**Fragmento para leer:**

===============

Lo que los salva —si ésa es una manera de salvarse— es su insignificancia a
título individual.
Pero tampoco Galtierí,
Anaya y Lami Dozo eran, después de todo, y nunca pretendieron ser, “hombres del
destino”. Lo que les pasó es que el destino —el gran destino nacional— les
salió al cruce y no esquivaron el riesgo de toparse con él sino que, por el
contrario, se elevaron con ese destino y a su impulso.
A los jueces del
Consejo Supremo también les salió, en cierto modo, el destino al cruce. Pero
parece que no tomaron nota.
Los pusilánimes
disidentes
Ni siquiera quedan
excluidos, en ese orden de cosas, aquellos miembros del Consejo Supremo que
discreparon, en cuanto a su opinión, de la mayoría. El hecho, en sí, de la
disidencia y el hecho de manifestarla, como ya lo explicamos una vez, no
constituyen en general una hazaña: ponen a salvo en modesta medida la responsabilidad
personal, cuando de todos modos se sabe que el fallo mayoritario no podrá ser
alterado por la expresión de la discrepancia.
Lo correcto, lo
honorable —a nuestro juicio, y más cuando se trata de un asunto de semejante
envergadura histórica— es expresar la disidencia yéndose y, además, dando un
audible portazo al irse.
Aun así, y hecha esta
salvedad básica, no dejamos de reconocer que hay, al menos, la expresión de un
elemental individualismo en el acto de fallar en disidencia, aun cuando se
tenga conciencia del poco valor práctico que entraña la actitud.
En el caso que nos
ocupa ni siquiera hubo eso. Hubo discrepancia, pero la pusilanimidad fue mayor.
Las discrepancias, según sabemos de buena fuente, se manifestaron, pero fueron
consignadas en actas secretas, marginadas de las actuaciones generales del
juicio. Y es peor aún: por ahora y salvo que, en definitiva, se imponga un
criterio elementalmente compatible con la recta administración de la justicia,
no hay probabilidad de que la defensa, en una apelación que probablemente se
hará, tenga acceso a dichas actas secretas, de manera que a la defensa se la
privaría de argumentos favorables, esgrimidos por determinados miembros del
Consejo Supremo, aunque no en forma pública.
Lo que no se enseñó o fue olvidado
Aun así —y con ser
graves estos detalles—, son de una gravitación comparablemente menor a la de
aquello que constituye el núcleo por excelencia de los juicios a los tres
exgobernantes y de las sentencias falladas contra ellos.
Ese núcleo consiste en
haberse ignorado que —en cualquier guerra extranjera, pero particularmente en
una confrontación armada en torno a la más antigua y más entrañable causa
argentina. a saber la de los archipiélagos australes, sobre todo el de las
Malvinas— es más importante lo que la Nación, vista en conjunto, siente con
respecto a semejante guerra que el modo cómo se la condujo, con mayor o menor
éxito, pericia o buena fortuna.
La conciencia de la
importancia de ese sentimiento popular, que es al mismo tiempo sentimiento
nacional, comenzó a cobrarse en Europa después de la Revolución Francesa y de
las guerras napoleónicas.

===============

**Listado proporcionado:**
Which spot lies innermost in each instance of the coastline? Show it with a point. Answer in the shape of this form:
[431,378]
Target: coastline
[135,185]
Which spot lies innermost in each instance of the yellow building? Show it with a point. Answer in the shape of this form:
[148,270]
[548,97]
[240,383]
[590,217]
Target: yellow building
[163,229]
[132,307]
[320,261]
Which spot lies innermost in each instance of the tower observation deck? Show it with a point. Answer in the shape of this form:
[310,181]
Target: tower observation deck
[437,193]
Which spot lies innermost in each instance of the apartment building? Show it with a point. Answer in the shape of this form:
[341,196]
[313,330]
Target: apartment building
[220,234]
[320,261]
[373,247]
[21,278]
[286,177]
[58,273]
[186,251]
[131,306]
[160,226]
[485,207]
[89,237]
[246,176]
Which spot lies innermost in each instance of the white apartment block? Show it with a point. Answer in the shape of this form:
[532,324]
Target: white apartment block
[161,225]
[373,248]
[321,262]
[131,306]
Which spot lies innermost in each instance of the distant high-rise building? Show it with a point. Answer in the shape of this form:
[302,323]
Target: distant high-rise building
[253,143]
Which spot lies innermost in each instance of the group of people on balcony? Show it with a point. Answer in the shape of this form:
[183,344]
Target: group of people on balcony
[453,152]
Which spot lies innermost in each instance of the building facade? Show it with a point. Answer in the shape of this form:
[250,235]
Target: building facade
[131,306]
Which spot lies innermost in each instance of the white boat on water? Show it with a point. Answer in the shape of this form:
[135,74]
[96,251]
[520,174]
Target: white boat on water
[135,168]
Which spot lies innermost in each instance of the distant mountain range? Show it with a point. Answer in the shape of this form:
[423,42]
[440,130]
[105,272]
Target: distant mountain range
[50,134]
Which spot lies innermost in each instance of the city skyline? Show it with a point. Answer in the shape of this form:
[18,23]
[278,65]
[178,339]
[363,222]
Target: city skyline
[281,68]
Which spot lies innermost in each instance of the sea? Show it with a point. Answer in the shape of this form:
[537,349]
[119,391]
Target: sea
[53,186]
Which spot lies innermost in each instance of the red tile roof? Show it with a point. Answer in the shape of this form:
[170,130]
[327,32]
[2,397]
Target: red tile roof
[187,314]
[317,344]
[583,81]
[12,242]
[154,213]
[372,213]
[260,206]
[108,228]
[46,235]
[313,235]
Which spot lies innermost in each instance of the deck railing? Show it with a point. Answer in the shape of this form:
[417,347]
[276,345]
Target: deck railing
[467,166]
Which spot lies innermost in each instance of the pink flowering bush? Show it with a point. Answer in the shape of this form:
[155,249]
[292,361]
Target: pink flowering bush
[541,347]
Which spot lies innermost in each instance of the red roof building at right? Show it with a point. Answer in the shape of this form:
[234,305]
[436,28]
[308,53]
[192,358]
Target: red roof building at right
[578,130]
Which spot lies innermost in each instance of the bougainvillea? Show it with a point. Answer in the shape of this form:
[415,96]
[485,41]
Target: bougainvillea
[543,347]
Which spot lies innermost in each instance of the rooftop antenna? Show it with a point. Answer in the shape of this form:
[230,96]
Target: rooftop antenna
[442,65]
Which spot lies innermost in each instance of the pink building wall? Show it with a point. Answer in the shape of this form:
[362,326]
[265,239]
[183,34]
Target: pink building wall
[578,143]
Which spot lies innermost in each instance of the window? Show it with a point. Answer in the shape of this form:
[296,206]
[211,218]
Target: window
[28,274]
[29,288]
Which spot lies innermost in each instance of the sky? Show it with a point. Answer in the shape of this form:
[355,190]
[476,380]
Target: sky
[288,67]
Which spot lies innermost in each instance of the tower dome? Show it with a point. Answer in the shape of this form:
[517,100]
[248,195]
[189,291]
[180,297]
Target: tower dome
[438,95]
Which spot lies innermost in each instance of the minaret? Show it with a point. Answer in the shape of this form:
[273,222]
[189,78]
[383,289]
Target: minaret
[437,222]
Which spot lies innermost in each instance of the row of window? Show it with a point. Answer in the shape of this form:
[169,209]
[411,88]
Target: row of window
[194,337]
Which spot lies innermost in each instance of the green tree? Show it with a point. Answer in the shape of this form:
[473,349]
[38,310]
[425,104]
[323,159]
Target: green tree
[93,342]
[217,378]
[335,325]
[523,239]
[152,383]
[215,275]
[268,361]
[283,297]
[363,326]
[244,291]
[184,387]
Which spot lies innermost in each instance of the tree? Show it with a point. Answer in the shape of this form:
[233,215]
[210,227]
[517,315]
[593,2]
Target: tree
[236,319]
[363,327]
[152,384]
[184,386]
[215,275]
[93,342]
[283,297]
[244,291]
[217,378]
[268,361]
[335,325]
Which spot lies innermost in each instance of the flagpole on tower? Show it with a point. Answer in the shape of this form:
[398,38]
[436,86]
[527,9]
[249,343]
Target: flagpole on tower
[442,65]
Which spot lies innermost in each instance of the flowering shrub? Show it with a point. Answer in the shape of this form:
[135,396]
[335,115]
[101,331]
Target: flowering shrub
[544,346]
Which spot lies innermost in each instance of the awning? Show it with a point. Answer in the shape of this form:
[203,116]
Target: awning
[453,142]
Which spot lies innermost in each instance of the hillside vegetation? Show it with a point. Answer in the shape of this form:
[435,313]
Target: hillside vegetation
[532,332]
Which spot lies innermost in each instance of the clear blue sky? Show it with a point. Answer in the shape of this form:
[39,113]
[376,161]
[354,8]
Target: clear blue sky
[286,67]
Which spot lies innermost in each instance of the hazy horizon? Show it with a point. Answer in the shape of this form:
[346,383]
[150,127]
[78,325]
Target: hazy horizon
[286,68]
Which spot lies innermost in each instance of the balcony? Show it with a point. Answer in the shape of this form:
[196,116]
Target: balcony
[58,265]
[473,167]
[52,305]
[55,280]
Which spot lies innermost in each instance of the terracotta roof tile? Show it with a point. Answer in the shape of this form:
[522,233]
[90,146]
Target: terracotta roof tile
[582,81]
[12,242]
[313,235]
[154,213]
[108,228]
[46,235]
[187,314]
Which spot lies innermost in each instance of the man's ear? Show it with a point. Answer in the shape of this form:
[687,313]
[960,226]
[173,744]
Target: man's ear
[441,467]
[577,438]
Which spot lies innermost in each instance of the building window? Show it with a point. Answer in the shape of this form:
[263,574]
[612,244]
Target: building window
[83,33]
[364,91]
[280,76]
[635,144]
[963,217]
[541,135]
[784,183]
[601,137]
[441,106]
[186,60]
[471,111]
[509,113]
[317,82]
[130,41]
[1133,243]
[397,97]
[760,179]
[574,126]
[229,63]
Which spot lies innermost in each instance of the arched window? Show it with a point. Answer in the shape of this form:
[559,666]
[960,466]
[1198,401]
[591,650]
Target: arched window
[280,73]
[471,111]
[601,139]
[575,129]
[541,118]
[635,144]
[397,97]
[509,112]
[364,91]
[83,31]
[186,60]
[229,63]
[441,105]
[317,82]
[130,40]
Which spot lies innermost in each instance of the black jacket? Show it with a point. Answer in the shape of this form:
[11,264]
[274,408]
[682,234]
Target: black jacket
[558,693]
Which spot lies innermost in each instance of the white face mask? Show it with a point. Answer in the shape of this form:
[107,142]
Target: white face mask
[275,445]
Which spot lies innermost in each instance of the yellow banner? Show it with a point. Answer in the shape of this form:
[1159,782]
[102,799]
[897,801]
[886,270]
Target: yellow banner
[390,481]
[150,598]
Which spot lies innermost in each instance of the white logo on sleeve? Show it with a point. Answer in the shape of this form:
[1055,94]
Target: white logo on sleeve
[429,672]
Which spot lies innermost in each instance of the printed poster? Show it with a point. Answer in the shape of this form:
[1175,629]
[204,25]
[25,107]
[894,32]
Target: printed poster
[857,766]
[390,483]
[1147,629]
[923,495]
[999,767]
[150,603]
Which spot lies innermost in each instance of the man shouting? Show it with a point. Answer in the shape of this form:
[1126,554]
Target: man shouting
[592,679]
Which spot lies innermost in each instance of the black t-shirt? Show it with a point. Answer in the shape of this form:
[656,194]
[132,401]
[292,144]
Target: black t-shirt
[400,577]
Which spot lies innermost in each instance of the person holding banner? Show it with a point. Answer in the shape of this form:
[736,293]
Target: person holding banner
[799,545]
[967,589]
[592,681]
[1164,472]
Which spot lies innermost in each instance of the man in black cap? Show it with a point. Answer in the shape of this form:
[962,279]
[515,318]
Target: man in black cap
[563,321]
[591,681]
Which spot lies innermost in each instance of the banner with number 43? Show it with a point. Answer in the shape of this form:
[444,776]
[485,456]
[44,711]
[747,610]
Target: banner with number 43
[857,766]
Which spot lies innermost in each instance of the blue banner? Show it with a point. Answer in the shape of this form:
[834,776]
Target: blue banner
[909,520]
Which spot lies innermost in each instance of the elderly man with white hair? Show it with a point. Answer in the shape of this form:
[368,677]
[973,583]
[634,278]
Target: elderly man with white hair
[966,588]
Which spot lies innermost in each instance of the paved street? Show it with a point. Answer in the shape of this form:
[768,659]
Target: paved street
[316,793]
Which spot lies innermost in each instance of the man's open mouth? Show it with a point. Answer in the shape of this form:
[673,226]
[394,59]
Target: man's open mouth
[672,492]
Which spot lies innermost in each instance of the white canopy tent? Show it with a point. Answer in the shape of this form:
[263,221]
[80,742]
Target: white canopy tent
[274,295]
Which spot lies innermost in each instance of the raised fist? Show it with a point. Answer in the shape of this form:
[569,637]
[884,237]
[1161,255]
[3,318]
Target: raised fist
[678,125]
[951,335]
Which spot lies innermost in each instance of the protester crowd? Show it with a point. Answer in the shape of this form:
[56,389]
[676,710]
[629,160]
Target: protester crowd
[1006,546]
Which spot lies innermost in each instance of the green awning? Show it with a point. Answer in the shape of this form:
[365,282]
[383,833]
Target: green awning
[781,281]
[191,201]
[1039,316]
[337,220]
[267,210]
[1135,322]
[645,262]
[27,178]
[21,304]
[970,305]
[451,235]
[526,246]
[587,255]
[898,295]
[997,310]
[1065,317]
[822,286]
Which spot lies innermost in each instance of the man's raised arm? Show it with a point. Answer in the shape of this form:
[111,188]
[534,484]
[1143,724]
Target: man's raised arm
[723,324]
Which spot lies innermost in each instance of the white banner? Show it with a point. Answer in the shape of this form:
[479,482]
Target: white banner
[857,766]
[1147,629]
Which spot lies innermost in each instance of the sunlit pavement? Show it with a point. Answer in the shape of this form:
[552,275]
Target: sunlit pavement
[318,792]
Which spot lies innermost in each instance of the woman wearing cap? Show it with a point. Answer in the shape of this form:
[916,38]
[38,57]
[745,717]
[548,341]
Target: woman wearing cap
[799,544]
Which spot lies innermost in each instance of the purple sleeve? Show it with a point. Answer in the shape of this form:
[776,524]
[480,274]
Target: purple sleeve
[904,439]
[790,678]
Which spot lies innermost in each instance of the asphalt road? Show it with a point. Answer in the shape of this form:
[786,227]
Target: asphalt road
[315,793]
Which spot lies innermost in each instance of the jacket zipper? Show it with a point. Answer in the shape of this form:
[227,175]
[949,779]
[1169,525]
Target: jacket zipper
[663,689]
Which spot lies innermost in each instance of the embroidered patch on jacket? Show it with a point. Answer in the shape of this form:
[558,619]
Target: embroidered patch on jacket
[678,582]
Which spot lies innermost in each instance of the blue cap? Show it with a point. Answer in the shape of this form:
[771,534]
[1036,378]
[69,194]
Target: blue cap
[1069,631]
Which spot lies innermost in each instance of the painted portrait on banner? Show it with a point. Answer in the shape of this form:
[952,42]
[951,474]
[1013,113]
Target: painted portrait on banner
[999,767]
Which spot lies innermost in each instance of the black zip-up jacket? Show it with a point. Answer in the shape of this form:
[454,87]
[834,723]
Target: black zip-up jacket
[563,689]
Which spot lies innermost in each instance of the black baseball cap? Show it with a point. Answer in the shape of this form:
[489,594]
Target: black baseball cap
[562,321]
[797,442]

===============

**Lista de tareas:**
1. Transcribe sin cambios el pasaje del fragmento sobre el fallo del Consejo Supremo que va de "Lo que no se" a "falladas contra ellos.", ambos inclusive.
2. Responde estas preguntas según el fragmento sobre el fallo del Consejo Supremo:
(a) ¿Dónde quedaron consignadas las discrepancias de los miembros disidentes?
(b) ¿Cuál es, a juicio del texto, la forma correcta y honorable de expresar la disidencia?
(c) ¿Después de qué acontecimientos comenzó a cobrarse en Europa la conciencia de la importancia del sentimiento popular?
3. Prosigue el fragmento sobre el fallo del Consejo Supremo a partir de su última oración.

**Respuestas:**
1.
Lo que no se enseñó o fue olvidado
Aun así —y con ser
graves estos detalles—, son de una gravitación comparablemente menor a la de
aquello que constituye el núcleo por excelencia de los juicios a los tres
exgobernantes y de las sentencias falladas contra ellos.

2.
(a) En actas secretas, marginadas de las actuaciones generales del juicio.
(b) Irse y dar, además, un audible portazo al hacerlo.
(c) Después de la Revolución Francesa y de las guerras napoleónicas.

3.
Es importante recordar
al respecto lo que escribió, en 1806 (es decir en momentos de la gran derrota
alemana a manos de las fuerzas francesas), en un memorial dirigido al duque de
Brunsvig, el general Gerhard yon Scharnhorst, quien habría de ser el gran
reorganizador (más que nada en el orden de las fuerzas espirituales) militar de
Alemania. Expresa lo siguiente:
“...Se cree en general
que sólo gracias a la presencia de algún gran hombre, un pueblo puede ser
conducido a esfuerzos y a sacrificios bélicos. Tal vez sea así, si de una
guerra de conquista se trata. Pero cuando una nación se siente amenazada en
cuanto a su libertad e independencia o se defiende contra el sojuzgamiento o el
despojo por parte de extranjeros, entonces es la voluntad de todos la que ocupa
el lugar de aquella conducción...
“...Piénsese, si no.
en nuestros días, en la resistencia de los corsos contra los franceses: en la
de los americanos contra los ingleses; en la de los pobladores de la Vendée
contra la República en Francia: y, finalmente, en la de esa misma República
contra toda Europa. ¿Acaso no vencieron siempre, bajo cualquier clase de
líderes ...muchos de los cuales sólo pueden ser considerados como mediocres?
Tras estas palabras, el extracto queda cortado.